§ **PROBLEM STATEMENT**:
Reproduce the listing below word for word, leaving out the picture.
---- MATERIAL FOR THIS TASK
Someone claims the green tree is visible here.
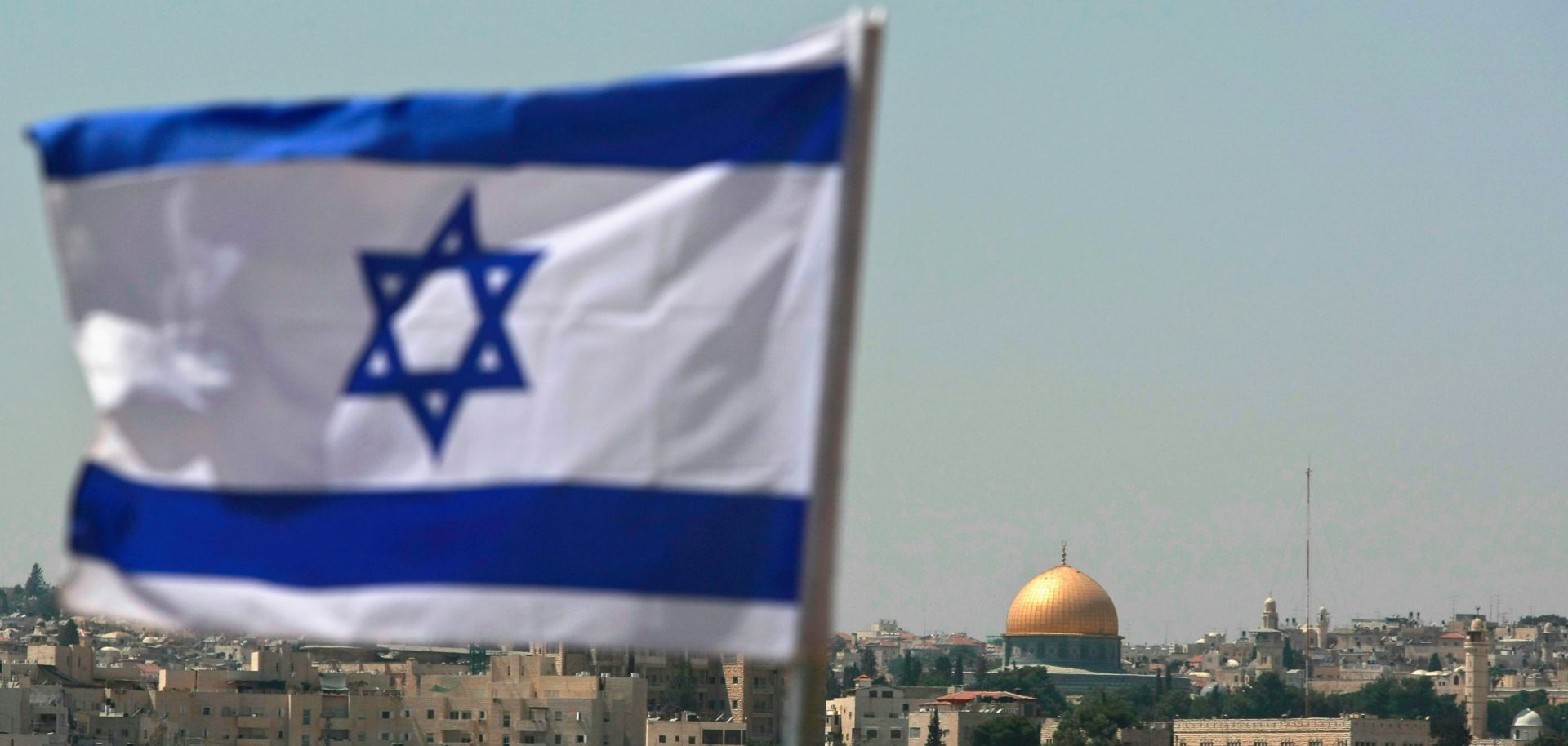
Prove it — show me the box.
[1055,690,1138,746]
[33,588,60,619]
[839,663,861,696]
[1154,691,1192,721]
[22,562,49,599]
[60,619,82,646]
[973,666,1068,717]
[892,651,922,686]
[925,708,942,746]
[1280,639,1302,669]
[931,655,953,686]
[970,715,1040,746]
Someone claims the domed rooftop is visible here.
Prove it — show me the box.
[1007,561,1120,637]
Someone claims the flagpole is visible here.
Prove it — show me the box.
[784,8,888,746]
--------
§ **EXERCISE RESPONSE**:
Someone claims the green tree is visible here.
Prove it — show me the box.
[1055,690,1138,746]
[33,588,60,619]
[839,663,861,696]
[1154,691,1192,721]
[22,562,49,599]
[60,619,82,646]
[973,666,1068,717]
[892,651,922,686]
[925,708,942,746]
[1280,639,1302,669]
[931,655,953,686]
[970,715,1040,746]
Someone claims the domed rooftop is visible here.
Prove it — show me the box.
[1007,561,1120,637]
Someone claims the flagpole is visible here.
Prove it — show me the box.
[784,8,888,746]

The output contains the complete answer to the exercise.